◆ DATA RECORDS
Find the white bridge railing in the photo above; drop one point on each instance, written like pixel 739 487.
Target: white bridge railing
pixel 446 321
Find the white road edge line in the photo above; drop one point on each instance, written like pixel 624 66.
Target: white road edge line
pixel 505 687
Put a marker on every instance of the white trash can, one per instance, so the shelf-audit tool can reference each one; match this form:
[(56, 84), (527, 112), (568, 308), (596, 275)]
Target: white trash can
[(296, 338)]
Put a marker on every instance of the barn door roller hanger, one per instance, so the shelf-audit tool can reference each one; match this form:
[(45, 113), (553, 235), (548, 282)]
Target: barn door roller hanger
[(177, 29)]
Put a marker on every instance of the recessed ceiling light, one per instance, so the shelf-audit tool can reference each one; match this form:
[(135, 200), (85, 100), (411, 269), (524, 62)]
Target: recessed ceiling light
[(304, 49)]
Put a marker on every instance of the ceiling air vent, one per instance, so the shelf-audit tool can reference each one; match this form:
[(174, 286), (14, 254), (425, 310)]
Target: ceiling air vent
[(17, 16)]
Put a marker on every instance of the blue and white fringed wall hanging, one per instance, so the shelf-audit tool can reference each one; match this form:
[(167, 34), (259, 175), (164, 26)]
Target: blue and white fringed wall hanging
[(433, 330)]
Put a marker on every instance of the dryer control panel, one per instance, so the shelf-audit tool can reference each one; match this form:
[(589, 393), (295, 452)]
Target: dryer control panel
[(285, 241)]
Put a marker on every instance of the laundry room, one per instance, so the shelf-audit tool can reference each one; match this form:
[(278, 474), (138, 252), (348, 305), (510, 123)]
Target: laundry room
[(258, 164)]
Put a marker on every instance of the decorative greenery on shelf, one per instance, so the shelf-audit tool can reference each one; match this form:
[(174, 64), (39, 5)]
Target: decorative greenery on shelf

◆ PROMPT
Copy out each entry above with no deviation.

◆ RESPONSE TO THIS EXERCISE
Find the white bridge railing in the photo above; drop one point on each instance, written like pixel 739 487.
Target: white bridge railing
pixel 446 321
Find the white road edge line in the photo above; drop one point on each instance, written like pixel 624 66.
Target: white road edge line
pixel 505 687
Put a marker on every instance of the white trash can, one per instance, so the shelf-audit tool can reference each one; match this form:
[(56, 84), (527, 112), (568, 308), (596, 275)]
Target: white trash can
[(296, 338)]
Put a marker on every instance of the barn door roller hanger, one per instance, so the shelf-audit tool can reference each one; match this form:
[(45, 113), (553, 235), (548, 282)]
Target: barn door roller hanger
[(177, 29)]
Put a marker on every instance of the recessed ceiling light, one per instance, so the shelf-audit tool can reference each one; match this form:
[(135, 200), (85, 100), (411, 269), (524, 62)]
Target: recessed ceiling light
[(304, 49)]
Put a marker on every instance of the ceiling air vent, one per instance, so the shelf-audit tool can reference each one; match this form:
[(174, 286), (14, 254), (425, 310)]
Target: ceiling air vent
[(17, 16)]
Put a marker on every instance of the blue and white fringed wall hanging, one per instance, so the shelf-audit tool can reference each one; match this form:
[(167, 34), (259, 175), (164, 26)]
Target: blue and white fringed wall hanging
[(433, 330)]
Put a marker on every instance of the dryer control panel, one per instance, so the shelf-audit tool can reference each one; match this form:
[(589, 393), (295, 452)]
Target: dryer control panel
[(285, 241)]
Put a marker on every instance of the laundry room, one per instance, so the shelf-audit tool can reference each one; match this form:
[(278, 474), (138, 252), (348, 305), (510, 123)]
Target: laundry room
[(258, 164)]
Put a marker on every instance of the decorative greenery on shelf, one per instance, so the shelf-audit tool can reference each one; match this form:
[(174, 64), (39, 5)]
Target: decorative greenery on shelf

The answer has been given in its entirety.